The reply should contain each record below, returned exactly as given.
* * * * * * * * *
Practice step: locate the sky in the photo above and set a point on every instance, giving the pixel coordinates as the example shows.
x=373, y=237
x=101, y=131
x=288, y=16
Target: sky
* * * * * * * * *
**Answer space**:
Practice step: locate the sky in the photo above and set a point on every instance, giving the pixel coordinates as the example shows.
x=373, y=237
x=101, y=131
x=288, y=16
Target: sky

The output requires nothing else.